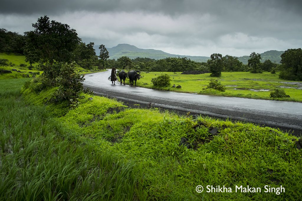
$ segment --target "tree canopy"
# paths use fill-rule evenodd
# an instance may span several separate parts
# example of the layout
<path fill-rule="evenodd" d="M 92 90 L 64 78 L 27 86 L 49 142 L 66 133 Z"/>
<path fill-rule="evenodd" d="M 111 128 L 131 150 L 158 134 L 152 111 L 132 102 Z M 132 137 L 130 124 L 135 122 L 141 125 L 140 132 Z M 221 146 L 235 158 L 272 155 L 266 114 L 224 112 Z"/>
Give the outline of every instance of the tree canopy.
<path fill-rule="evenodd" d="M 208 60 L 207 63 L 211 73 L 210 76 L 220 77 L 221 76 L 223 64 L 222 55 L 220 54 L 214 53 L 211 55 L 211 59 Z"/>
<path fill-rule="evenodd" d="M 24 37 L 18 33 L 0 29 L 0 52 L 22 54 Z"/>
<path fill-rule="evenodd" d="M 302 81 L 302 49 L 289 49 L 281 55 L 282 79 Z"/>
<path fill-rule="evenodd" d="M 120 68 L 123 69 L 130 69 L 134 66 L 133 63 L 128 57 L 123 56 L 117 59 Z"/>
<path fill-rule="evenodd" d="M 35 55 L 31 60 L 36 61 L 71 62 L 72 52 L 81 41 L 75 30 L 68 24 L 50 21 L 46 16 L 39 18 L 32 26 L 34 30 L 26 33 L 27 50 L 24 53 L 28 60 Z"/>
<path fill-rule="evenodd" d="M 109 58 L 109 52 L 106 47 L 103 44 L 101 45 L 98 47 L 100 49 L 100 55 L 98 57 L 102 60 L 103 67 L 104 67 L 104 62 Z"/>
<path fill-rule="evenodd" d="M 252 52 L 249 55 L 249 58 L 248 60 L 248 65 L 252 68 L 252 73 L 256 73 L 259 72 L 258 67 L 260 64 L 261 56 L 259 53 L 255 52 Z"/>

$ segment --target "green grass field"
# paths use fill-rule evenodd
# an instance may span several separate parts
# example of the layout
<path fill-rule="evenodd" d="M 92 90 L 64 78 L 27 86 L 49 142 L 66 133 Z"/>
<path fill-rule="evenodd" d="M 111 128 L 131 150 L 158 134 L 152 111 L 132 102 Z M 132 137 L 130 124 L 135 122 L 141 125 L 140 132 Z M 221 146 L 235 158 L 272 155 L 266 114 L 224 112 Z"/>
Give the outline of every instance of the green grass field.
<path fill-rule="evenodd" d="M 30 85 L 28 85 L 30 86 Z M 44 105 L 53 89 L 23 90 L 28 102 Z M 302 184 L 302 150 L 297 138 L 268 127 L 208 117 L 179 116 L 158 109 L 128 108 L 108 98 L 82 94 L 74 109 L 48 104 L 66 132 L 66 139 L 90 145 L 97 153 L 110 153 L 122 163 L 135 164 L 142 192 L 148 200 L 295 200 Z M 88 98 L 93 98 L 92 100 Z M 216 128 L 214 134 L 210 131 Z M 188 139 L 188 149 L 180 146 Z M 232 193 L 199 193 L 198 185 L 232 188 Z M 236 185 L 260 187 L 258 193 L 234 192 Z M 285 188 L 265 193 L 264 187 Z M 146 193 L 146 194 L 144 193 Z M 146 197 L 144 196 L 147 196 Z"/>
<path fill-rule="evenodd" d="M 33 69 L 32 70 L 29 70 L 28 68 L 30 67 L 30 65 L 29 63 L 25 62 L 25 56 L 16 55 L 14 54 L 8 55 L 5 53 L 0 53 L 0 58 L 8 59 L 9 64 L 11 64 L 11 66 L 9 65 L 7 66 L 0 66 L 0 70 L 9 70 L 12 72 L 11 73 L 0 74 L 0 79 L 32 77 L 40 74 L 43 72 L 42 71 L 39 71 L 36 69 L 37 64 L 33 64 L 32 67 Z M 27 66 L 26 67 L 20 67 L 20 64 L 25 64 Z M 15 69 L 21 72 L 19 72 L 12 71 L 12 69 Z M 84 69 L 80 66 L 78 66 L 76 67 L 76 70 L 80 74 L 85 74 L 101 72 L 105 70 L 96 69 L 90 70 Z"/>
<path fill-rule="evenodd" d="M 286 94 L 290 96 L 290 98 L 283 99 L 282 100 L 302 102 L 302 82 L 281 80 L 279 78 L 278 73 L 272 74 L 270 73 L 254 74 L 245 72 L 222 72 L 221 77 L 219 78 L 210 77 L 209 73 L 199 75 L 183 75 L 180 73 L 165 72 L 146 73 L 142 72 L 140 74 L 143 77 L 137 81 L 137 84 L 142 87 L 156 88 L 153 87 L 151 79 L 161 74 L 166 74 L 171 77 L 171 86 L 161 89 L 185 93 L 269 99 L 270 93 L 272 90 L 275 89 L 281 88 L 284 90 Z M 209 80 L 212 79 L 219 80 L 222 84 L 226 86 L 226 91 L 221 92 L 213 90 L 203 90 L 206 88 Z M 130 84 L 129 80 L 127 79 L 127 83 Z M 293 82 L 298 84 L 287 82 Z M 176 86 L 180 85 L 182 88 L 173 88 L 172 87 L 173 84 Z M 280 88 L 280 87 L 281 88 Z"/>
<path fill-rule="evenodd" d="M 24 101 L 27 80 L 0 80 L 0 200 L 144 200 L 133 164 L 69 139 L 45 106 Z"/>

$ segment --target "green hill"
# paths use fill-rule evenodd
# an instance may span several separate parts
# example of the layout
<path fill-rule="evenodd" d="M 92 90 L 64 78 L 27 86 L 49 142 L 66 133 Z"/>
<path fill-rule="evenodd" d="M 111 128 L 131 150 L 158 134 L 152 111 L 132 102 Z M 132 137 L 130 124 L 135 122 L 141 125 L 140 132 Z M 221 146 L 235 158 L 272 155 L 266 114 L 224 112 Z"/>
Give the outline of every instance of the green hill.
<path fill-rule="evenodd" d="M 95 46 L 95 49 L 97 49 Z M 130 59 L 135 59 L 137 57 L 146 57 L 155 59 L 161 59 L 167 57 L 187 57 L 191 60 L 198 62 L 206 62 L 210 58 L 209 57 L 197 56 L 186 55 L 173 55 L 165 52 L 161 50 L 153 49 L 141 49 L 135 46 L 129 44 L 119 44 L 116 46 L 111 48 L 107 48 L 109 52 L 109 58 L 117 59 L 120 57 L 126 56 Z M 266 59 L 269 59 L 273 62 L 279 63 L 281 60 L 280 56 L 284 52 L 284 51 L 270 50 L 260 54 L 262 58 L 262 61 L 264 62 Z M 238 57 L 239 61 L 245 64 L 247 64 L 249 56 Z"/>
<path fill-rule="evenodd" d="M 206 62 L 210 58 L 208 57 L 173 55 L 153 49 L 141 49 L 129 44 L 119 44 L 113 48 L 107 48 L 107 49 L 109 52 L 109 58 L 111 59 L 117 59 L 123 56 L 128 57 L 130 59 L 135 59 L 137 57 L 147 57 L 155 59 L 179 57 L 187 57 L 196 61 Z"/>
<path fill-rule="evenodd" d="M 260 54 L 261 55 L 262 62 L 264 62 L 266 59 L 269 59 L 273 63 L 279 63 L 281 60 L 280 56 L 284 52 L 284 51 L 269 50 L 265 52 Z M 247 61 L 249 56 L 243 56 L 238 57 L 238 60 L 245 64 L 247 64 Z"/>

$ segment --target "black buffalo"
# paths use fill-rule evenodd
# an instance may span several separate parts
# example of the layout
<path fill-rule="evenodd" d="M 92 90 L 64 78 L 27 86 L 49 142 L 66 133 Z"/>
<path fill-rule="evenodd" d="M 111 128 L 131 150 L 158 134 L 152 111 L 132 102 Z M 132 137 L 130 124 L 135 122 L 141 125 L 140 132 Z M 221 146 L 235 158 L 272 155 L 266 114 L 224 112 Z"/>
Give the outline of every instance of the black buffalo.
<path fill-rule="evenodd" d="M 139 71 L 138 72 L 139 72 Z M 133 85 L 133 82 L 135 80 L 135 86 L 136 86 L 136 80 L 140 78 L 140 75 L 135 71 L 130 71 L 128 72 L 128 77 L 130 80 L 130 85 Z"/>
<path fill-rule="evenodd" d="M 124 71 L 121 71 L 118 73 L 118 77 L 120 78 L 120 84 L 121 84 L 123 82 L 122 80 L 124 80 L 124 85 L 125 85 L 125 80 L 126 79 L 126 77 L 128 77 L 128 74 L 127 74 Z"/>

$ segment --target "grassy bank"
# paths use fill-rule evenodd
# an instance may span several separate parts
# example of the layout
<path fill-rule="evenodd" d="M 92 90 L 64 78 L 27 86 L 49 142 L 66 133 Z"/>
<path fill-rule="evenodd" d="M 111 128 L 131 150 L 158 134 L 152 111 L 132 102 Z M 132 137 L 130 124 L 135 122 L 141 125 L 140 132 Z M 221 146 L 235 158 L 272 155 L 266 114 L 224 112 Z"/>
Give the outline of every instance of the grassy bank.
<path fill-rule="evenodd" d="M 152 78 L 162 74 L 166 74 L 171 77 L 171 86 L 162 88 L 163 90 L 215 96 L 269 99 L 270 93 L 272 90 L 281 88 L 284 89 L 286 94 L 291 97 L 282 99 L 282 100 L 302 102 L 302 82 L 281 80 L 279 78 L 278 73 L 223 72 L 221 77 L 219 78 L 210 77 L 209 73 L 198 75 L 185 75 L 180 73 L 165 72 L 146 73 L 143 72 L 141 73 L 141 75 L 143 77 L 137 81 L 137 84 L 140 86 L 154 88 L 151 82 Z M 221 92 L 215 90 L 203 90 L 206 88 L 209 80 L 212 79 L 219 80 L 222 84 L 226 86 L 226 91 Z M 128 83 L 130 84 L 129 80 L 127 79 L 127 80 Z M 293 82 L 295 83 L 288 83 Z M 172 87 L 173 84 L 176 86 L 180 85 L 182 88 L 173 88 Z"/>
<path fill-rule="evenodd" d="M 144 199 L 133 164 L 96 152 L 43 105 L 26 103 L 27 80 L 0 80 L 0 200 Z"/>
<path fill-rule="evenodd" d="M 33 66 L 31 67 L 30 64 L 25 61 L 25 56 L 16 55 L 13 54 L 8 55 L 5 53 L 0 53 L 0 58 L 8 60 L 8 65 L 6 66 L 0 66 L 0 70 L 4 69 L 11 71 L 11 73 L 0 74 L 0 79 L 32 77 L 38 76 L 42 73 L 42 71 L 37 69 L 37 63 L 34 64 Z M 20 66 L 20 64 L 25 64 L 26 66 Z M 31 68 L 32 69 L 29 70 L 29 68 Z M 17 71 L 12 71 L 13 69 L 15 69 Z M 105 70 L 97 69 L 88 70 L 84 69 L 79 66 L 77 66 L 76 69 L 76 71 L 82 74 L 101 72 Z M 18 71 L 20 72 L 18 72 Z"/>
<path fill-rule="evenodd" d="M 28 102 L 42 106 L 53 90 L 37 94 L 30 87 L 23 94 Z M 66 129 L 65 138 L 90 145 L 95 153 L 112 153 L 120 162 L 135 164 L 142 177 L 139 186 L 147 193 L 148 199 L 300 197 L 302 151 L 296 147 L 296 137 L 252 124 L 202 117 L 193 119 L 156 108 L 129 108 L 104 97 L 82 96 L 75 109 L 63 109 L 64 103 L 49 103 L 47 109 Z M 197 193 L 198 185 L 205 190 Z M 207 193 L 206 187 L 211 185 L 224 185 L 232 192 Z M 236 192 L 236 185 L 259 187 L 262 191 Z M 265 185 L 282 185 L 285 192 L 265 193 Z"/>

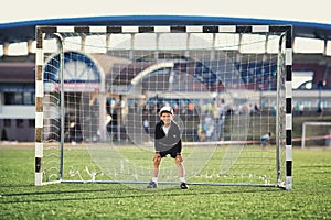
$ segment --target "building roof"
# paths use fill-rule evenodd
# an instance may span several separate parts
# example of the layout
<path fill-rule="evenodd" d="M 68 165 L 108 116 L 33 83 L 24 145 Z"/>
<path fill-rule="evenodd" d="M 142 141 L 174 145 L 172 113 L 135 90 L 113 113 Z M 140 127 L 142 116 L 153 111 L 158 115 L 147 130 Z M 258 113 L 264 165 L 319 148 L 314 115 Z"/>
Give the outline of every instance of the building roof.
<path fill-rule="evenodd" d="M 34 20 L 0 24 L 0 44 L 35 38 L 38 25 L 292 25 L 293 36 L 331 40 L 331 24 L 193 15 L 113 15 Z"/>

::::

• [Exercise directions]:
Rewrite the rows from the start of the rows through the line with "252 52 L 249", both ends included, keeping the requests unchanged but multiplying every coordinate in the outline answers by 1.75 and rounding to whole numbers, halves up. Give only those lines, and leave the pictures out.

• [Response to the exercise]:
$ segment --target "tree canopy"
# paths use fill-rule evenodd
# an instance may span several separate parts
# example of the layout
<path fill-rule="evenodd" d="M 92 90 L 64 78 L 27 86 L 49 142 L 66 133 Z"/>
<path fill-rule="evenodd" d="M 111 128 L 131 150 L 158 134 L 152 111 L 132 102 Z M 132 137 L 130 124 L 135 122 L 141 125 L 140 132 Z M 221 146 L 235 158 L 272 155 L 266 114 L 224 112 Z"/>
Give the outline of every instance of the tree canopy.
<path fill-rule="evenodd" d="M 364 105 L 362 110 L 369 128 L 368 133 L 385 135 L 387 133 L 390 112 L 389 96 L 385 95 L 375 93 L 369 96 L 369 103 Z"/>
<path fill-rule="evenodd" d="M 42 65 L 32 58 L 0 51 L 0 91 L 39 95 Z"/>
<path fill-rule="evenodd" d="M 529 142 L 529 86 L 506 86 L 492 96 L 494 138 Z"/>
<path fill-rule="evenodd" d="M 210 119 L 215 121 L 228 121 L 235 116 L 233 110 L 224 100 L 215 98 L 205 103 Z"/>
<path fill-rule="evenodd" d="M 61 96 L 54 105 L 63 107 L 124 109 L 126 91 L 142 72 L 131 53 L 119 42 L 88 37 L 81 28 L 68 32 L 56 46 L 60 53 L 46 58 L 47 88 L 42 93 L 49 105 Z"/>
<path fill-rule="evenodd" d="M 191 102 L 191 91 L 186 82 L 180 77 L 177 79 L 172 82 L 175 86 L 175 96 L 172 100 L 179 105 L 180 117 L 182 117 L 182 109 Z"/>
<path fill-rule="evenodd" d="M 441 91 L 436 96 L 436 102 L 434 105 L 434 114 L 441 119 L 441 128 L 448 128 L 453 126 L 452 117 L 455 112 L 457 98 L 453 93 L 446 91 Z"/>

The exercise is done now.